* _GIVEN RECORDS_
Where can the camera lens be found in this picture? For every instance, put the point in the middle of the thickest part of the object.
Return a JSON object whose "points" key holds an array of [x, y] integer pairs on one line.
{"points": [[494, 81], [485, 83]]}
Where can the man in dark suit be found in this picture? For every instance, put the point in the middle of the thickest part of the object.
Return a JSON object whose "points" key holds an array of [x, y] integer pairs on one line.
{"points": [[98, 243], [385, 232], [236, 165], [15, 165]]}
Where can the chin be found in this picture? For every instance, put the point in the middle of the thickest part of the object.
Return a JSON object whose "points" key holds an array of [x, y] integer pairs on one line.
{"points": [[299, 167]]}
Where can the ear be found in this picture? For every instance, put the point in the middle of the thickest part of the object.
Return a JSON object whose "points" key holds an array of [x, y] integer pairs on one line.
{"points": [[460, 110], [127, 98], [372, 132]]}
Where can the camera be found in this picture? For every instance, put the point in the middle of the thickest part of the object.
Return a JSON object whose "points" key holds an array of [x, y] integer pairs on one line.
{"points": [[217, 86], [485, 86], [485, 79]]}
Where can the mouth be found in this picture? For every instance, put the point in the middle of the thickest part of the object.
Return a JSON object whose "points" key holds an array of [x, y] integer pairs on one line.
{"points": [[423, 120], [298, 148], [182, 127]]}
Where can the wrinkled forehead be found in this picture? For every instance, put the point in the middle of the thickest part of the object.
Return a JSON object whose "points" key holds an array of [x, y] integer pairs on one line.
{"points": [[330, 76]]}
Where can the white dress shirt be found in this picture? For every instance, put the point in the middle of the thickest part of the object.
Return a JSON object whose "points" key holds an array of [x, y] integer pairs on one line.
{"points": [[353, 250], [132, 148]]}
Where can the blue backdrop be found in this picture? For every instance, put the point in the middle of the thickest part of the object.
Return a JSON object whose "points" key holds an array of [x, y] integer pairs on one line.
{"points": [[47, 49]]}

* _AIM OF THE EXERCISE_
Scale the stretch from the line containing "Where can the blue" through the end of the records: write all those lines again, requests included, with every point coordinate in the answers multiplied by 2.5 and rounded to a whole number, halves rounded up.

* _RIGHT ANSWER_
Where can the blue backdrop be found in this picture? For every instance, put the point in the middle of the thickest part of the object.
Return a JSON object whose "points" key holds an array of [x, y] integer pairs on one line.
{"points": [[118, 123]]}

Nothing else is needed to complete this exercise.